Summarize the flow test guide below in two sentences.

### Extracted text
==*==

Flow Test

Use this skill to design tests for tasks that cannot be validated reliably with traditional unit-test assertions alone.

This skill is for flow testing: the agent performs a realistic task, records key evidence from the process, and then judges success with an explicit semantic rubric.

Invoke this skill when:

- the task depends on live or changing web content
the output can vary but still be correct
the workflow spans multiple model or tool steps
intermediate evidence matters more than one exact final string
you need to verify user intent was satisfied, not exact wording

Do not use this skill when:

- the result is deterministic and easy to assert directly
a schema check, exact match, snapshot, or pure function test is enough
the requirement can be covered fully by normal unit or integration tests

Objective

Turn a fuzzy requirement into a test design that combines:

- deterministic checks for stable invariants
evidence collection for dynamic execution
semantic evaluation for variable outcomes
a bounded verdict of pass, fail, or INLINECODE2

Design Principles

1. Keep asserts where they still work

Do not replace traditional tests blindly. Preserve exact checks for stable facts such as:

- tool call success
required fields
minimum counts
status codes
domain restrictions
date or freshness constraints when machine-checkable

2. Judge task completion, not exact phrasing

Prefer questions like:

- did the agent reach the right source
did it gather relevant information
does the final answer satisfy the user request

Avoid requiring one exact string unless the wording itself is the requirement.

==*==

[Location annotation dataset excerpts]
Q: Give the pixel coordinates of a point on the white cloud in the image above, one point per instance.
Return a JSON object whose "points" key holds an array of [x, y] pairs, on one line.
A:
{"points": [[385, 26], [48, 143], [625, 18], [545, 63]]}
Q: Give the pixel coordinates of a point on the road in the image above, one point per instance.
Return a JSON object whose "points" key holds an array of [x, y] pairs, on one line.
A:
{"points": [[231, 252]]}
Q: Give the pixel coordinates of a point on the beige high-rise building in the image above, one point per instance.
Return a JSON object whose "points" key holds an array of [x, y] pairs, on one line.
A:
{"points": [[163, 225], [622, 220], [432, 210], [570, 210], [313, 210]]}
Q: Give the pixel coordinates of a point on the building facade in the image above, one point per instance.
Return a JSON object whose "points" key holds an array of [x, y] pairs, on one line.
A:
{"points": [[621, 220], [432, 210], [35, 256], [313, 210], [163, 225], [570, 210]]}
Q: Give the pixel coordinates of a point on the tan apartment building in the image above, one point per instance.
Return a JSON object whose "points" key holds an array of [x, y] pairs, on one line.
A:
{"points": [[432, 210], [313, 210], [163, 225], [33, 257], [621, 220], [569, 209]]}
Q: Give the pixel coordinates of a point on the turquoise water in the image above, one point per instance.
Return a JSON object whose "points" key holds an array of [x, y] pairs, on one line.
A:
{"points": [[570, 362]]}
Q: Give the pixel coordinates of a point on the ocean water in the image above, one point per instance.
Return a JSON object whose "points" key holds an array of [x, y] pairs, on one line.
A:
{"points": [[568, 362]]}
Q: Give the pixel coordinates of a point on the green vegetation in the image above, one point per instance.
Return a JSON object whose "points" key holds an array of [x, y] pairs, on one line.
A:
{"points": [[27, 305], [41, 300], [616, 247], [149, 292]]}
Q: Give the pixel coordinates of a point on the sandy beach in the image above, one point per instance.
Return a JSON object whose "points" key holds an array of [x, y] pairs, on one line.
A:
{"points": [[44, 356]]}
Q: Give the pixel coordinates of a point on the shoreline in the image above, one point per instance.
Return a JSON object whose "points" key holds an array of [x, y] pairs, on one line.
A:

==*==

### Right answer
The flow test skill designs tests for tasks that traditional unit-test assertions alone cannot reliably validate: the agent performs a realistic task, records key evidence from the process, and judges success with an explicit semantic rubric. It suits live or changing web content, output that varies but stays correct, and workflows spanning multiple model or tool steps, but not deterministic results that normal unit or integration tests fully cover; it keeps exact checks for stable facts while judging task completion rather than exact phrasing.